● **Source material**:
-------

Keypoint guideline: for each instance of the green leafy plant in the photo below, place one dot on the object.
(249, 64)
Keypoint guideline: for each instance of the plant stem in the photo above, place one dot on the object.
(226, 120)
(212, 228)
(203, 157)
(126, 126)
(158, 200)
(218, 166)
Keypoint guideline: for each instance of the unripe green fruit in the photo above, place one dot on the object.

-------

This exercise requires an exact copy of all the records.

Keypoint guideline: for each instance of the green leafy plant in the photo below, place one dot on the object.
(249, 64)
Keypoint guideline: for each instance of the plant stem in the photo above, place one dot on the object.
(226, 120)
(212, 228)
(203, 157)
(126, 126)
(158, 200)
(218, 166)
Keypoint guideline: for each instance of the unripe green fruit in the photo above, place one dot on the object.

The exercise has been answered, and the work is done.